▸ **Exercise prompt**: Copy out the passage in the pull request thread below between "Add data-patterns and" and "trim custom-endpoints/proto-first duplication.", inclusive.

▸ **Selected text**:
--- --- ---

Refactor databricks-apps around capability composition + warehouse mutations#132
Refactor databricks-apps around capability composition + warehouse mutations#132MarioCadenas wants to merge 7 commits into
Conversation
cf2c711 to
4c43aa3
Compare
Document Delta/UC DML via custom routes, unify write-path guidance across skills, and expand Lakebase scaffolding and deployment notes.
The prior reorder conflated Lakebase deploy-first with the full lifecycle; keep Scaffold → Develop → Validate → Deploy and call out the OLTP exception.
Add data-patterns and lifecycle guides, slim SKILL.md to a 5-step agent workflow, dedupe overview and plugin guides, and broaden skill frontmatter for multi-plugin apps.
Extract OLTP and synced-read guides from the monolithic lakebase doc, add a thin router, point data-patterns and cross-skill links at the right targets, and trim custom-endpoints/proto-first duplication.
f238e3f to
2cc1f99
Compare
Adds a Local-vs-agentic-mode split keyed to DATABRICKS_APPS_AGENTIC_MODE, plus the P1-P3 review fixes from the data-path refactor. Agentic mode (DATABRICKS_APPS_AGENTIC_MODE=true): - New references/appkit/environments.md as the canonical Local-vs-agentic delta; Step-0 detection branch in SKILL.md. - In agentic mode the app is pre-scaffolded and all plugin resources are provisioned: read enabled plugins from appkit.plugins.json / app.yaml (don't infer); ambient auth (no profile, omit --profile); run only design+discovery gates; skip provisioning gates, scaffold, deploy, and smoke tests; npm run dev hits live resources; still run databricks apps validate. Stop and surface if a needed plugin isn't wired. - Short agentic callouts in lifecycle, data-patterns, lakebase-oltp, genie, model-serving, files, jobs, overview, sql-queries, warehouse-mutations. Doc fixes: - Capability flags marked as concepts, not --features values. - Single canonical write-path table in data-patterns; custom-endpoints and warehouse-mutations now guard-and-link instead of restating it. - warehouse-mutations leads with the inline pattern; generic is optional. - Reframed the warehouse smoke test to a non-mutating check. - Simplified the lifecycle phase matrix; standardized await createApp. Co-authored-by: Isaac
|
🧪 Dev eval run kicked off for this PR Running the Setup
Status: generation in progress (~45–60 min). I'll follow up with per-app Note: a prod nightly is running concurrently and shares the Anthropic API key, so an isolated |
✅ Eval results — no generation-quality regression from this PRRun
Generation — all 1.0 (build + unit + smoke + typecheck + The one miss (
|
| Run | Skill | genie_taxi_chat |
Layout |
|---|---|---|---|
| original | this branch | 0.0 | genie-taxi-chat/genie-taxi-chat/ ✗ |
| re-run | this branch | 1.0 | genie-taxi-chat/ ✓ |
| control | stock main |
1.0 | genie-taxi-chat/ ✓ |
On re-run the PR skill produced a correct app identical to stock — the double-nesting was a one-off. Soft flag: worth a glance at whether the lifecycle/scaffold guidance reorg makes an extra wrapper directory slightly more likely, but it is not deterministic.

--- --- ---

▸ **Available data**:
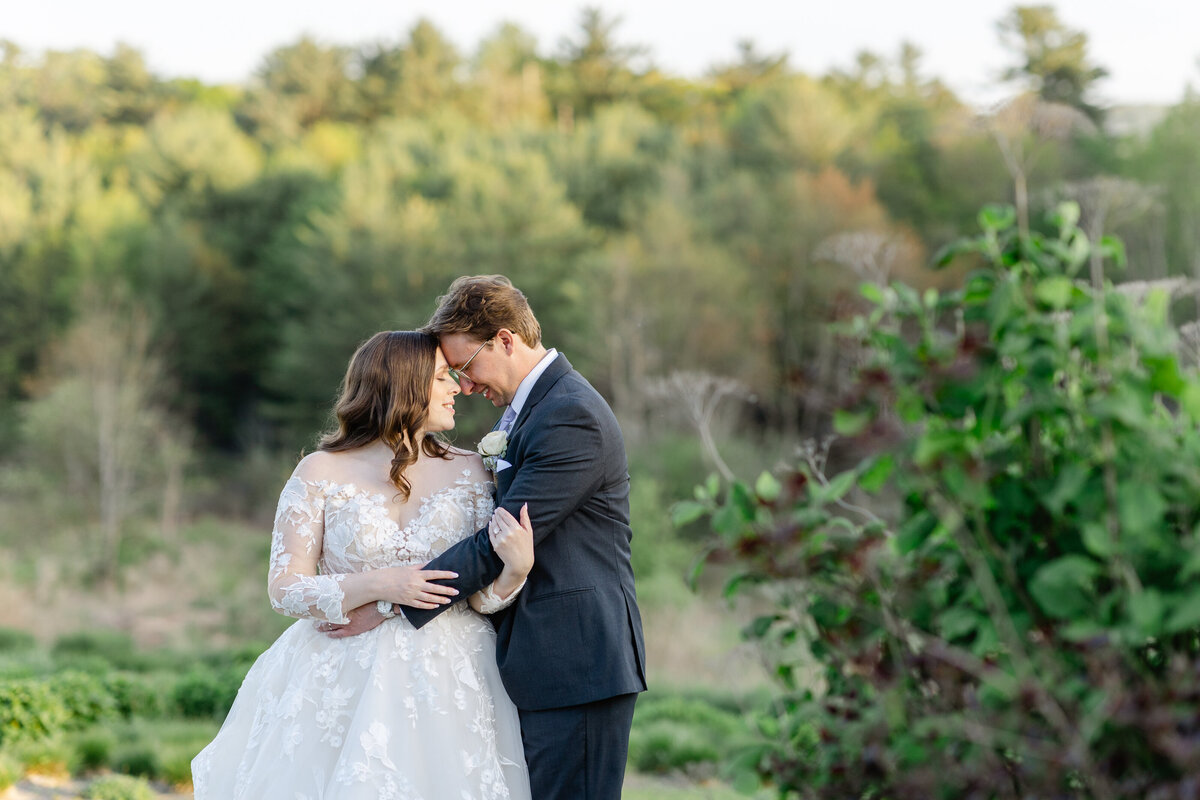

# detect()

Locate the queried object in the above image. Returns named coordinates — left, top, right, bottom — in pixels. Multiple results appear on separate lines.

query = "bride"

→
left=192, top=331, right=533, bottom=800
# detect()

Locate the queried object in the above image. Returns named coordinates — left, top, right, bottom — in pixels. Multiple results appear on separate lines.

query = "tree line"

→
left=0, top=6, right=1200, bottom=525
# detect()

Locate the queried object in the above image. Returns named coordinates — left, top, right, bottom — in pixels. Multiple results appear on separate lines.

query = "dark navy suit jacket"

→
left=403, top=355, right=646, bottom=711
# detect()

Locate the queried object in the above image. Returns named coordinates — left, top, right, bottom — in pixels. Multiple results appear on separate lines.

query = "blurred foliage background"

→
left=0, top=6, right=1200, bottom=796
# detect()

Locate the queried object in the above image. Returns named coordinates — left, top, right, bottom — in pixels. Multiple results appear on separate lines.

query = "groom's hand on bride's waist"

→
left=317, top=603, right=385, bottom=639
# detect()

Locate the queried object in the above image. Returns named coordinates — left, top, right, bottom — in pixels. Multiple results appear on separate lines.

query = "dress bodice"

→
left=268, top=468, right=493, bottom=622
left=316, top=469, right=493, bottom=573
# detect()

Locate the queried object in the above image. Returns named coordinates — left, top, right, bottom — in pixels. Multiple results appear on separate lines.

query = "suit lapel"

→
left=508, top=353, right=571, bottom=440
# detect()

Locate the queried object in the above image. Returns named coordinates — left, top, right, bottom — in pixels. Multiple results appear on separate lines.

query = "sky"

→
left=0, top=0, right=1200, bottom=106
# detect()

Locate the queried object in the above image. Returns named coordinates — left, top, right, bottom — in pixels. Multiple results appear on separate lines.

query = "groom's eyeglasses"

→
left=450, top=336, right=496, bottom=384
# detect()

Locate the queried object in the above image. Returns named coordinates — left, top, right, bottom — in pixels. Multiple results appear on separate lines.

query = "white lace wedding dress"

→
left=192, top=463, right=529, bottom=800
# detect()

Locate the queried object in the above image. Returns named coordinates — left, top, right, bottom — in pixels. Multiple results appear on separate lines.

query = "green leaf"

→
left=671, top=500, right=709, bottom=528
left=1092, top=386, right=1146, bottom=428
left=858, top=455, right=896, bottom=492
left=1043, top=462, right=1090, bottom=517
left=1141, top=289, right=1171, bottom=327
left=1099, top=236, right=1126, bottom=267
left=1030, top=554, right=1099, bottom=619
left=1164, top=589, right=1200, bottom=633
left=744, top=614, right=782, bottom=639
left=833, top=409, right=871, bottom=437
left=858, top=283, right=883, bottom=306
left=754, top=470, right=784, bottom=503
left=728, top=481, right=758, bottom=522
left=1145, top=356, right=1187, bottom=397
left=895, top=511, right=937, bottom=554
left=821, top=470, right=858, bottom=503
left=1180, top=379, right=1200, bottom=423
left=1033, top=275, right=1075, bottom=311
left=1080, top=522, right=1116, bottom=559
left=1117, top=481, right=1166, bottom=536
left=937, top=606, right=979, bottom=640
left=934, top=239, right=979, bottom=269
left=979, top=205, right=1016, bottom=233
left=1052, top=200, right=1080, bottom=234
left=1129, top=589, right=1165, bottom=636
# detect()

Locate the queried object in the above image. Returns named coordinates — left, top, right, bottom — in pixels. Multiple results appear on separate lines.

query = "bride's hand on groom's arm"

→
left=487, top=505, right=534, bottom=597
left=317, top=565, right=458, bottom=639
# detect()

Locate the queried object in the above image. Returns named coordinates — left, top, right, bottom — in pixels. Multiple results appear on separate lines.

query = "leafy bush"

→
left=0, top=679, right=70, bottom=746
left=104, top=673, right=175, bottom=718
left=112, top=740, right=162, bottom=777
left=629, top=692, right=745, bottom=772
left=50, top=630, right=143, bottom=672
left=46, top=672, right=118, bottom=729
left=73, top=727, right=116, bottom=771
left=83, top=775, right=157, bottom=800
left=6, top=734, right=74, bottom=776
left=0, top=627, right=37, bottom=652
left=173, top=667, right=245, bottom=717
left=0, top=753, right=24, bottom=792
left=696, top=205, right=1200, bottom=800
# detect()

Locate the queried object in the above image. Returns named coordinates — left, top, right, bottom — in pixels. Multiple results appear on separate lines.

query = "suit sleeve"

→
left=400, top=527, right=504, bottom=627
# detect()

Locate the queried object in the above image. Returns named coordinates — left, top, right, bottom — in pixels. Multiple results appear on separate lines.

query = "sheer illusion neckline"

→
left=320, top=469, right=484, bottom=534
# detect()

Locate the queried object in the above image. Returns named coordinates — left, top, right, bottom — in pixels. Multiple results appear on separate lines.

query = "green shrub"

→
left=0, top=627, right=37, bottom=652
left=0, top=679, right=70, bottom=746
left=629, top=693, right=745, bottom=772
left=629, top=721, right=722, bottom=772
left=112, top=740, right=162, bottom=777
left=104, top=673, right=175, bottom=720
left=700, top=204, right=1200, bottom=799
left=46, top=672, right=118, bottom=729
left=83, top=775, right=157, bottom=800
left=172, top=667, right=245, bottom=717
left=10, top=734, right=74, bottom=775
left=634, top=693, right=745, bottom=738
left=50, top=630, right=144, bottom=673
left=0, top=753, right=24, bottom=793
left=73, top=727, right=116, bottom=770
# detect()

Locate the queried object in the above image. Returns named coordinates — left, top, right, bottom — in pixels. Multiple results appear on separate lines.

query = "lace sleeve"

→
left=268, top=476, right=350, bottom=624
left=467, top=473, right=526, bottom=614
left=479, top=581, right=526, bottom=614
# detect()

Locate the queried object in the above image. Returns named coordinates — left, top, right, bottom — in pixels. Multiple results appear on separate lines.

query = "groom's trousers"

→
left=518, top=694, right=637, bottom=800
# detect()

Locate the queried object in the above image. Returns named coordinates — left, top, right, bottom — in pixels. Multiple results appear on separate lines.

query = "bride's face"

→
left=425, top=348, right=460, bottom=432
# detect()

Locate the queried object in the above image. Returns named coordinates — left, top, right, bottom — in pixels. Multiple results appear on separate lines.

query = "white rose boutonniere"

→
left=475, top=431, right=509, bottom=473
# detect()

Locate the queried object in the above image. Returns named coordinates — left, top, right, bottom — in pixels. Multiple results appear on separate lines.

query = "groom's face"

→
left=438, top=333, right=520, bottom=408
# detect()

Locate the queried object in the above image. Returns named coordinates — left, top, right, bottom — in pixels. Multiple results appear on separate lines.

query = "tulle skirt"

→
left=192, top=603, right=529, bottom=800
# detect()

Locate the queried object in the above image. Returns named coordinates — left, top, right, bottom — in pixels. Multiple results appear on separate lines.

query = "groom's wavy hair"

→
left=421, top=275, right=541, bottom=347
left=317, top=331, right=450, bottom=503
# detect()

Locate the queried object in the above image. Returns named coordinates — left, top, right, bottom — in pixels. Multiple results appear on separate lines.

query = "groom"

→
left=333, top=275, right=646, bottom=800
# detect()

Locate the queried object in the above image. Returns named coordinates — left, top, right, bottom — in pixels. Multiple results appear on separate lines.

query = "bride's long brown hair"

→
left=317, top=331, right=450, bottom=503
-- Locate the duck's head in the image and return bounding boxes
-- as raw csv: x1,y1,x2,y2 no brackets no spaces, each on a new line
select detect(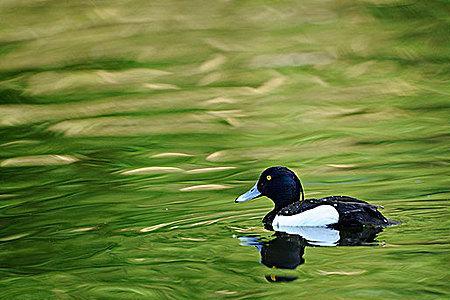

--- --- ---

▸ **Written solution**:
Add data-patterns and lifecycle guides, slim SKILL.md to a 5-step agent workflow, dedupe overview and plugin guides, and broaden skill frontmatter for multi-plugin apps.
Extract OLTP and synced-read guides from the monolithic lakebase doc, add a thin router, point data-patterns and cross-skill links at the right targets, and trim custom-endpoints/proto-first duplication.